**WHAT YOU ARE ASKED TO DO:**
Of all the lines in the records below, copy only those that contain the string "rough".

Segmentation mask data
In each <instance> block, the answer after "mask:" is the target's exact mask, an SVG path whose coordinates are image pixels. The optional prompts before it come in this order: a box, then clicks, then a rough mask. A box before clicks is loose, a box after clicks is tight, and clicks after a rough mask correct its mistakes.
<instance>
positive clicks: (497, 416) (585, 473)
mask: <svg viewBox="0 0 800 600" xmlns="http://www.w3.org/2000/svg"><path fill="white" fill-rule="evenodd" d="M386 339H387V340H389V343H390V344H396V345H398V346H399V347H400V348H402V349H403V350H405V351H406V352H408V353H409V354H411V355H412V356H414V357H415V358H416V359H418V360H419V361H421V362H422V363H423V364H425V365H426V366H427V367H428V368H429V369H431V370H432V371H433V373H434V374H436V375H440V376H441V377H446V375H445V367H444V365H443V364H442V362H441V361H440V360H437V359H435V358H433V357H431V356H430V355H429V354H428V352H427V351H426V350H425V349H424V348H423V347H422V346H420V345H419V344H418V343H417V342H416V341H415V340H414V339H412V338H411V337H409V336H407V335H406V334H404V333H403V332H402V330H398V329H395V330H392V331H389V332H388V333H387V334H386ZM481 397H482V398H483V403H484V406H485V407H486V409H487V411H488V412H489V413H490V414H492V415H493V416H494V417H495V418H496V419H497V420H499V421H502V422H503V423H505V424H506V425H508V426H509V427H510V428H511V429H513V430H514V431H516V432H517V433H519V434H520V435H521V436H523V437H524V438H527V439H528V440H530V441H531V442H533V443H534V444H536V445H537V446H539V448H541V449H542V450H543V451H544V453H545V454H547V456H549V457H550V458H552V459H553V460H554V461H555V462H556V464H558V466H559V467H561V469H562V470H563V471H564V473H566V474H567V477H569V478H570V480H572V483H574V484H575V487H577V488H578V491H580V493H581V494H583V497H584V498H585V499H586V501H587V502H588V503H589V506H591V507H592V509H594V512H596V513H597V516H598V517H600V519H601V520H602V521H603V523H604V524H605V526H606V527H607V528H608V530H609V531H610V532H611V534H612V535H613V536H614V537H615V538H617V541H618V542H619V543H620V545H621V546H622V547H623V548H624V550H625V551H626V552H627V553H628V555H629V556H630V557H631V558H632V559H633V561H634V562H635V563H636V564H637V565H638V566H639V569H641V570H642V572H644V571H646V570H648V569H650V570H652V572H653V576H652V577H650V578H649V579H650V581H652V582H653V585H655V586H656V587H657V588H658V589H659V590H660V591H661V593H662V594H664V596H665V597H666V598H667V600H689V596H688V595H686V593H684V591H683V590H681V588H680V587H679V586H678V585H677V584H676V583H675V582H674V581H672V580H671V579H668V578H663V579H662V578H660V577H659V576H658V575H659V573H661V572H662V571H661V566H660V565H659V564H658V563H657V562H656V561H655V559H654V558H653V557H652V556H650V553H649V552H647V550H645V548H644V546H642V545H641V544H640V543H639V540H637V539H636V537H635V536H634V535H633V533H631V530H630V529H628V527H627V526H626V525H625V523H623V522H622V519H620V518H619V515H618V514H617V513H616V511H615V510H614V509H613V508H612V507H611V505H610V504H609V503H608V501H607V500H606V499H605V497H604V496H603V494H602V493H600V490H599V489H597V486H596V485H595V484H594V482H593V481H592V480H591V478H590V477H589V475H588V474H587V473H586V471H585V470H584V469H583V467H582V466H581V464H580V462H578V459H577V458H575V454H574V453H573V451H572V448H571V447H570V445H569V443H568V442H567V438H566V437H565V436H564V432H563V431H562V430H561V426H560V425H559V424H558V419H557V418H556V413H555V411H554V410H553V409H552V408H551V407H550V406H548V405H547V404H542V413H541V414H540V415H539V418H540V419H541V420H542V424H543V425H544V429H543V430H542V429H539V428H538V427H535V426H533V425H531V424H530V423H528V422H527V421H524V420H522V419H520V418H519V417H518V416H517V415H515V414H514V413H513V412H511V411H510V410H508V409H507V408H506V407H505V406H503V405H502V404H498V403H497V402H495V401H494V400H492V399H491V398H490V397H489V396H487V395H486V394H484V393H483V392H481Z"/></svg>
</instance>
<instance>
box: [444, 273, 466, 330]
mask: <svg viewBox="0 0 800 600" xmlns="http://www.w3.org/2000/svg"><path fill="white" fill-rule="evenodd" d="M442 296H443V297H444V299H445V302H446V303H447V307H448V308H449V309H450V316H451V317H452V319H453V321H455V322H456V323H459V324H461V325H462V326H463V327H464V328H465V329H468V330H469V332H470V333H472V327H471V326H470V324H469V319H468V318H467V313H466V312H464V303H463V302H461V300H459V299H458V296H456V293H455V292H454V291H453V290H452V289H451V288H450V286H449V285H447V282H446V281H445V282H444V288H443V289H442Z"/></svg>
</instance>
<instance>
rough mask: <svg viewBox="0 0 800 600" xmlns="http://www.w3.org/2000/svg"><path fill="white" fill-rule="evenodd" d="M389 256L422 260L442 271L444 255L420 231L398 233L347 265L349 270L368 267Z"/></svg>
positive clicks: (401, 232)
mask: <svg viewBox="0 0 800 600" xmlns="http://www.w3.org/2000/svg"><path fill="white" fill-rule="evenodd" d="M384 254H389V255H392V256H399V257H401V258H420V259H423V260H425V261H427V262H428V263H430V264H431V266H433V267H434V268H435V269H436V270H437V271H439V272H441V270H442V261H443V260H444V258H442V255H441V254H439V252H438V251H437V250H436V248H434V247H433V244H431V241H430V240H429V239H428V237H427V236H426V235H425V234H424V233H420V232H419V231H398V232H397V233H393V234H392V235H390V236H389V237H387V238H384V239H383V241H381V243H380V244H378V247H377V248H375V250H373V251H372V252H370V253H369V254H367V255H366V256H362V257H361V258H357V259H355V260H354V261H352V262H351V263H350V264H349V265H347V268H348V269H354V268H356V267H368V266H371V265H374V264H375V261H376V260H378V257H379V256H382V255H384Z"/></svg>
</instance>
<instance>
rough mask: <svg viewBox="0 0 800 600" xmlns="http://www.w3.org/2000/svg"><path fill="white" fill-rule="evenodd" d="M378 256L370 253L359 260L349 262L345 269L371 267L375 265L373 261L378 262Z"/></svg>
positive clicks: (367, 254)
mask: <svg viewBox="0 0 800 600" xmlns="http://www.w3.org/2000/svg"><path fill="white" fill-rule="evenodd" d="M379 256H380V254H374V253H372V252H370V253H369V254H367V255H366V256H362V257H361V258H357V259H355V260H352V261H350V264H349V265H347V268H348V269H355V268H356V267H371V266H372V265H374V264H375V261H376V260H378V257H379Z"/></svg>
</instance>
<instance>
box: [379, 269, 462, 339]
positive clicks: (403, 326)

**OUTPUT OF THE TASK:**
In each <instance> block, the answer after "mask:" is the target's exact mask, an SVG path whose coordinates are image pixels. The optional prompts before it come in this order: a box, then clicks, then a rough mask. A box before clicks is loose, a box after clicks is tight, and clicks after a rough mask correct its mistakes.
rough mask: <svg viewBox="0 0 800 600" xmlns="http://www.w3.org/2000/svg"><path fill="white" fill-rule="evenodd" d="M389 256L422 260L442 271L444 255L420 231L398 233L347 265L349 270L368 267Z"/></svg>
rough mask: <svg viewBox="0 0 800 600" xmlns="http://www.w3.org/2000/svg"><path fill="white" fill-rule="evenodd" d="M378 256L370 253L359 260L349 262L345 269L371 267L375 265L373 261L378 262Z"/></svg>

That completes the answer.